:: Page text ::
──────────────────────────────
A determinate sentence transfer hearing is not a criminal
prosecution; as a result, Sixth Amendment guarantees do not apply.[In
the Matter of V.M.S.](11-3-12)
On July 14, 2011, the Eastland Court of Appeals held that neither
the lack of a formal charging instrument nor the introduction of
documentary evidence constitutes fundamental error in a determinate
sentence transfer hearing.
¶ 11-3-12. In the Matter of V.M.S., MEMORANDUM, No. 11-10-00357-CV, 2011
WL 2732581 (Tex.App.-Eastland, 7/14/11).
Facts: In 2006, the trial court found that V.M.S. had engaged in two
counts of delinquent conduct: aggravated sexual assault of a person who
was at least sixty-five years old. A jury then determined the
appropriate disposition, and the trial court entered an order of
disposition in accordance with the jury's determination: sentencing
V.M.S. to the Texas Youth Commission for a determinate period of forty
years. In 2010, TYC requested that the trial court conduct a hearing
pursuant to TEX. FAM.CODE ANN. § 54.11 (Vernon Supp.2010) to determine
whether V.M.S. should be transferred to the Texas Department of Criminal
Justice. The trial court conducted a release or transfer hearing
complying with Section 54.11 and ordered that V.M.S. be transferred to
TDCJ to serve the remainder of his sentence. V.M.S. appeals the transfer
order.
──────────────────────────────
:: Written request ::
Reproduce word for word the portion of the case summary above starting at "A determinate sentence" and ending at "sentence transfer hearing.".
──────────────────────────────
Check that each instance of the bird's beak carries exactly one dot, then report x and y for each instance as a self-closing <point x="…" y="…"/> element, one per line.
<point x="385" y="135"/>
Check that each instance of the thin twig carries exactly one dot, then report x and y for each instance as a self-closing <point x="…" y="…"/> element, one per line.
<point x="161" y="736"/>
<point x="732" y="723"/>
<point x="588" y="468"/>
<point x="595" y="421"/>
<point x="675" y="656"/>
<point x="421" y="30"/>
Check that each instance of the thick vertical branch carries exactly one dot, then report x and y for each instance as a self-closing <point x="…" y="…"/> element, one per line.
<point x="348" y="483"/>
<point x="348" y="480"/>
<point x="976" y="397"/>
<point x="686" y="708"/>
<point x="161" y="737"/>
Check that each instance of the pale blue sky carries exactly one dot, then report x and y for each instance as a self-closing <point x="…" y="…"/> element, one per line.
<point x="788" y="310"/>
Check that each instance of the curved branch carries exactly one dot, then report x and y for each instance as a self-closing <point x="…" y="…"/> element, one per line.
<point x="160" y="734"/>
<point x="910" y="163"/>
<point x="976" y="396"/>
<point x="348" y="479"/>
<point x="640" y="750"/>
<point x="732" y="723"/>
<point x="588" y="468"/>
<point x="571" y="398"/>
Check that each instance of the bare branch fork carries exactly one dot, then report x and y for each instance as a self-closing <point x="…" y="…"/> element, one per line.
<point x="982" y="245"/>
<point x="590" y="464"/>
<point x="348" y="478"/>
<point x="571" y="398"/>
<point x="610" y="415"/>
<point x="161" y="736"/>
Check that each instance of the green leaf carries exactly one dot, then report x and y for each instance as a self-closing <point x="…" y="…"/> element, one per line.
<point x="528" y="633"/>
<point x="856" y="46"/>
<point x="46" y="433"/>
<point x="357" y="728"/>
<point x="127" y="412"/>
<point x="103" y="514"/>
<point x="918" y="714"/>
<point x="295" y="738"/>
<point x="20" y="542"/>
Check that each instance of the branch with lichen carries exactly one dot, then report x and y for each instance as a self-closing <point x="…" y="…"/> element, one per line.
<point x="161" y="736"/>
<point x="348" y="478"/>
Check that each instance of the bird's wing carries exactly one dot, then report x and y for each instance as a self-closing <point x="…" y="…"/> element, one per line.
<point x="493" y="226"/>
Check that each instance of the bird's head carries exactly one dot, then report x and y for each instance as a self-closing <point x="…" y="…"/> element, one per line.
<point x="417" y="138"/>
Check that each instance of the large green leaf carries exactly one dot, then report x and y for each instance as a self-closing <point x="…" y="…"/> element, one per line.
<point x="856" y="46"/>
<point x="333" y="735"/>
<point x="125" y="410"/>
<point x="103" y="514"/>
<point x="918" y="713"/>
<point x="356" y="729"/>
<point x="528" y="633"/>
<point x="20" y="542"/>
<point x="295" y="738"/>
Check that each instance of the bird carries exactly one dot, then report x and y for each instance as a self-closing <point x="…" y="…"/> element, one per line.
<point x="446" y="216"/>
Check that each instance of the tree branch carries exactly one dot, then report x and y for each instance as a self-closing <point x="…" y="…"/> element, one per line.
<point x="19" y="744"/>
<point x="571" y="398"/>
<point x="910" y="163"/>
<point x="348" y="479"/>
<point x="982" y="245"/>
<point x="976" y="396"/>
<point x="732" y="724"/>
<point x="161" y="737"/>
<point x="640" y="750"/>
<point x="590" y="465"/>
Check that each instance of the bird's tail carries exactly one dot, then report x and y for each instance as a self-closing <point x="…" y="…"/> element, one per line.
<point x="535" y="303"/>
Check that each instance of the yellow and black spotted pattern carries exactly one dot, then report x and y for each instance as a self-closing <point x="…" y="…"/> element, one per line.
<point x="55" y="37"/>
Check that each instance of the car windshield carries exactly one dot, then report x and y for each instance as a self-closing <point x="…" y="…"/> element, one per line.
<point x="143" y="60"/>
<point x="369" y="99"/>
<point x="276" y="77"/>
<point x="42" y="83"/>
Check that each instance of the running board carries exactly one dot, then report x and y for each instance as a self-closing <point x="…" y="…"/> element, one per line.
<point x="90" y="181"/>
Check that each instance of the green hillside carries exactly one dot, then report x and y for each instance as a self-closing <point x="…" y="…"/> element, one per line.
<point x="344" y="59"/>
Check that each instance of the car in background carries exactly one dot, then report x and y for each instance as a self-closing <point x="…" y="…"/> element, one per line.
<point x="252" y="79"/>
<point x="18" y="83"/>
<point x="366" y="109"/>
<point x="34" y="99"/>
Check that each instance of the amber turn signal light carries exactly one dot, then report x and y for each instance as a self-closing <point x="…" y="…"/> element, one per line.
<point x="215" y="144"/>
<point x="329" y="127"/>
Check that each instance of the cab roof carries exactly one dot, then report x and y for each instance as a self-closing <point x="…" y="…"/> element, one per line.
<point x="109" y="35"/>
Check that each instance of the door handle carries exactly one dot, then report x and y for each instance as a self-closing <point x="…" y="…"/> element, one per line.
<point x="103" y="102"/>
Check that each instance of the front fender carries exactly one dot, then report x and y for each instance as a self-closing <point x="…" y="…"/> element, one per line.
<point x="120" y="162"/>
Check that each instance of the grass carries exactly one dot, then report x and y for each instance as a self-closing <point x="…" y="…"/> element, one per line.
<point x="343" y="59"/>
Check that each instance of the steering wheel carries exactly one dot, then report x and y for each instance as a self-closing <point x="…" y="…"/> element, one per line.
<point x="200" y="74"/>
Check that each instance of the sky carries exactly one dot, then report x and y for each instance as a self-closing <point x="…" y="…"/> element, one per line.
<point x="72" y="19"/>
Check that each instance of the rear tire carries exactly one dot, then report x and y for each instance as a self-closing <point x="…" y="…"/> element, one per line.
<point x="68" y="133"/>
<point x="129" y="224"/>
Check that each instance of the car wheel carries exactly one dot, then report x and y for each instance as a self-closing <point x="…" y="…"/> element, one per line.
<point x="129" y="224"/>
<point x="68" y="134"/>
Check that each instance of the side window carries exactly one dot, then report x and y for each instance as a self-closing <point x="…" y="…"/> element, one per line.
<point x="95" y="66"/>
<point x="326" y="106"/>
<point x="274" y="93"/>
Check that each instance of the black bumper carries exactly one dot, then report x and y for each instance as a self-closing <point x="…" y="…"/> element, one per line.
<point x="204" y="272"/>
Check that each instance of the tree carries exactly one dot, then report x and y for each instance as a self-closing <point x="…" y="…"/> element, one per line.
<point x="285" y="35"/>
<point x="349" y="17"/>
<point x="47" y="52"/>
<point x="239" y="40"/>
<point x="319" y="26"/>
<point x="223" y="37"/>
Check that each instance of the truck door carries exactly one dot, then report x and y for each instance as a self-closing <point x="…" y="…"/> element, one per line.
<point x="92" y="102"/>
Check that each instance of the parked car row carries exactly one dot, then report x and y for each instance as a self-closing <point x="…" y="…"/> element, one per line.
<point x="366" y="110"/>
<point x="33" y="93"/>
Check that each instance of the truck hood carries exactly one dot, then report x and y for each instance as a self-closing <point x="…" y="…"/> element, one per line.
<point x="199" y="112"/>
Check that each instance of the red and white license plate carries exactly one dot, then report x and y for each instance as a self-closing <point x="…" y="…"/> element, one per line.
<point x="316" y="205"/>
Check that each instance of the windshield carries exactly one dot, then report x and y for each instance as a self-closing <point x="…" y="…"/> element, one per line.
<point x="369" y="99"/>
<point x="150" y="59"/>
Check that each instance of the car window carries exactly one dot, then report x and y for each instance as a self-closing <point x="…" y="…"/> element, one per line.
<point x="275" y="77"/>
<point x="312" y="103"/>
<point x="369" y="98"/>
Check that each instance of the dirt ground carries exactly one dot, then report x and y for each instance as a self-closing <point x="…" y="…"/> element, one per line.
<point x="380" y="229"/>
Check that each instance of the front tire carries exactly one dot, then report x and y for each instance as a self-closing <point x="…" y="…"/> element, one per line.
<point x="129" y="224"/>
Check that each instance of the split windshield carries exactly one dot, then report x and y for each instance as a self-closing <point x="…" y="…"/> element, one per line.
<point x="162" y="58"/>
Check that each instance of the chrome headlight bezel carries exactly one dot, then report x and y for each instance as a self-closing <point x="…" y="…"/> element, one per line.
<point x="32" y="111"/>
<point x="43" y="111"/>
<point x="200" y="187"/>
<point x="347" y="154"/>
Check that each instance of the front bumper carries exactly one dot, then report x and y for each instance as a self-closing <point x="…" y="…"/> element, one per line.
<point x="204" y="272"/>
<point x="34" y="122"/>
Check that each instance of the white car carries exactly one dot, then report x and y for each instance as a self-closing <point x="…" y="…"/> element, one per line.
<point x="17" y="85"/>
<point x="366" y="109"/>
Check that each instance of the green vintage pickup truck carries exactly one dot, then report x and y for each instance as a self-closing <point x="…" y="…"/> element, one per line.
──────────────────────────────
:: Result of the exercise ::
A determinate sentence transfer hearing is not a criminal
prosecution; as a result, Sixth Amendment guarantees do not apply.[In
the Matter of V.M.S.](11-3-12)
On July 14, 2011, the Eastland Court of Appeals held that neither
the lack of a formal charging instrument nor the introduction of
documentary evidence constitutes fundamental error in a determinate
sentence transfer hearing.